Page text:
Department of Biomedical Sciences

Dr. Choi received her Ph.D. from the University of Rochester, Rochester, NY in 1995. Afterwards, she was a postdoctoral fellow at the University of California San Francisco. In 1999, she joined the faculty in the psychiatry department at the University of Pittsburgh Medical School and then joined the faculty at Marquette University in October of 2007.

Despite the global obesity epidemic, there are no broadly effective treatments for obesity.  My research program has demonstrated that a novel peptide, pituitary adenylate cyclase-activating polypeptide (PACAP), administered into the brain can reduce body weight by suppressing food intake and increasing metabolism. Interestingly, the effects to reduce body weight following PACAP treatment are identical to those following leptin administration. Leptin is a well-studied peptide known to produce similar effects of reducing food intake and increasing metabolism.  For example, the complete lack of leptin in animals or humans leads to an obesity that can be fully reversed by simple leptin replacement. 


Although most forms of human obesity result in excessive leptin levels, there is little understanding as to how leptin signaling is impaired in obese individuals, which would be a key step towards developing future therapeutics. Therefore, my lab integrates our PACAP research in the brain to explore whether leptin function is connected and/or dependent in any way with PACAP function. 


Lab personnel

  • Brian Maunze (graduate student)




  • We are currently exploring the mechanistic interactions between neuropeptides (a novel neuropeptide, PACAP) and a circulating peptide hormone (a canonical obesity signal, leptin) in the hypothalamus on the regulation of feeding behavior and metabolism in order to understand whether their interdependent relationship may cause a lean state to become an obese state. 


  • We have previously shown that PACAP selectively inhibits hunger-driven feeding through actions in the hypothalamus whereas, it suppresses reward-driven feeding through actions in an entirely different region of the brain known as the nucleus accumbens.  With this dichotomy in brain regions we can now begin to identify the causes of obesity or eating disorders with greater precision and to allow for the pursuit of more effective therapeutics that target a specific feeding system.

Your task: List every university named in the Department of Biomedical Sciences text as a place where Dr. Choi studied or worked.

Text-to-region grounding data
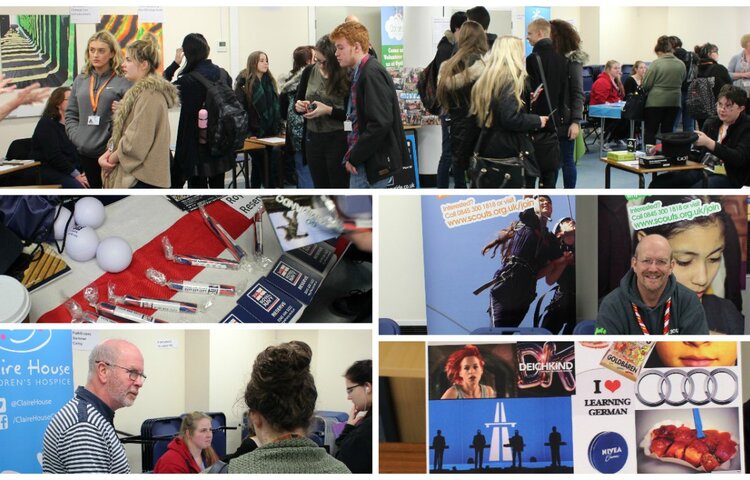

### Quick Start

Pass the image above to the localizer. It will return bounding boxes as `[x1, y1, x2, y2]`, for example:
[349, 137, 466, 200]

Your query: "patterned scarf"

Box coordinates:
[253, 74, 281, 137]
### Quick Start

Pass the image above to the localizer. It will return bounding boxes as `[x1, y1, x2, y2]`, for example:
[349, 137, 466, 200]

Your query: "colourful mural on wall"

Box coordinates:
[0, 15, 77, 88]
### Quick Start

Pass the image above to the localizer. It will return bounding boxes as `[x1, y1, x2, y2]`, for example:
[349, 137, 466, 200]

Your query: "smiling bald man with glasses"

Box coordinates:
[42, 339, 146, 473]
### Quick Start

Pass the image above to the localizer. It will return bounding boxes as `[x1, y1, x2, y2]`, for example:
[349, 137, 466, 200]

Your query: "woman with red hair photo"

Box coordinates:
[440, 345, 496, 400]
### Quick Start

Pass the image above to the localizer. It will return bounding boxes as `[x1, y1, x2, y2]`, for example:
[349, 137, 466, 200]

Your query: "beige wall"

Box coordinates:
[73, 328, 372, 472]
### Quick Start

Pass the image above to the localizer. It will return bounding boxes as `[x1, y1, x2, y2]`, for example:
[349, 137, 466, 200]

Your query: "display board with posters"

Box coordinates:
[421, 195, 576, 334]
[426, 341, 743, 474]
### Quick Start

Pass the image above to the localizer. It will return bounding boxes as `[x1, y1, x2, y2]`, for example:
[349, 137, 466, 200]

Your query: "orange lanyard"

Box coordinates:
[89, 72, 115, 114]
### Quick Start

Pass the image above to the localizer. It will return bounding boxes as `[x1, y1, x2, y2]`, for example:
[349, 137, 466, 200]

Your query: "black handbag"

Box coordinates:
[469, 123, 539, 188]
[621, 87, 646, 120]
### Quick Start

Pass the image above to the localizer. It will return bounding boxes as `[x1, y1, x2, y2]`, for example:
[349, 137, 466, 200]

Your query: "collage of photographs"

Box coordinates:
[0, 0, 750, 478]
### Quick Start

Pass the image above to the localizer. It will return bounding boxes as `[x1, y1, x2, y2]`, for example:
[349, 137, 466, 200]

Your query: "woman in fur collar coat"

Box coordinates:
[437, 20, 487, 188]
[99, 35, 178, 188]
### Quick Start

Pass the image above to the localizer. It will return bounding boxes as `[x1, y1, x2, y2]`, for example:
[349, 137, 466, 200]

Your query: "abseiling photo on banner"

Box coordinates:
[421, 195, 576, 334]
[598, 195, 748, 335]
[0, 15, 77, 88]
[0, 330, 74, 473]
[427, 342, 576, 473]
[573, 342, 743, 474]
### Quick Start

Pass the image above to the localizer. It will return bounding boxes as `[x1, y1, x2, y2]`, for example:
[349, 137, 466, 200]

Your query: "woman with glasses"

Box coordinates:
[336, 360, 372, 473]
[649, 85, 750, 188]
[154, 412, 219, 473]
[294, 35, 350, 188]
[229, 341, 349, 473]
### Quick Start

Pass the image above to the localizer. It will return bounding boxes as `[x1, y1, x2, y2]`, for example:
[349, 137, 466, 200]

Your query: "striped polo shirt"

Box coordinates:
[42, 387, 130, 473]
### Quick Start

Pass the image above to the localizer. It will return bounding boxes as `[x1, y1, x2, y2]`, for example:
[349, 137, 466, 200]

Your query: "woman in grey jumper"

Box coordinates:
[65, 30, 131, 188]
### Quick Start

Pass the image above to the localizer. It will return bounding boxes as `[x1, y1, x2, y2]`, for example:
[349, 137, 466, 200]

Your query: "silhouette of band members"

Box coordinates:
[430, 430, 449, 472]
[471, 430, 489, 469]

Solution to the problem:
- University of Rochester
- University of California San Francisco
- University of Pittsburgh Medical School
- Marquette University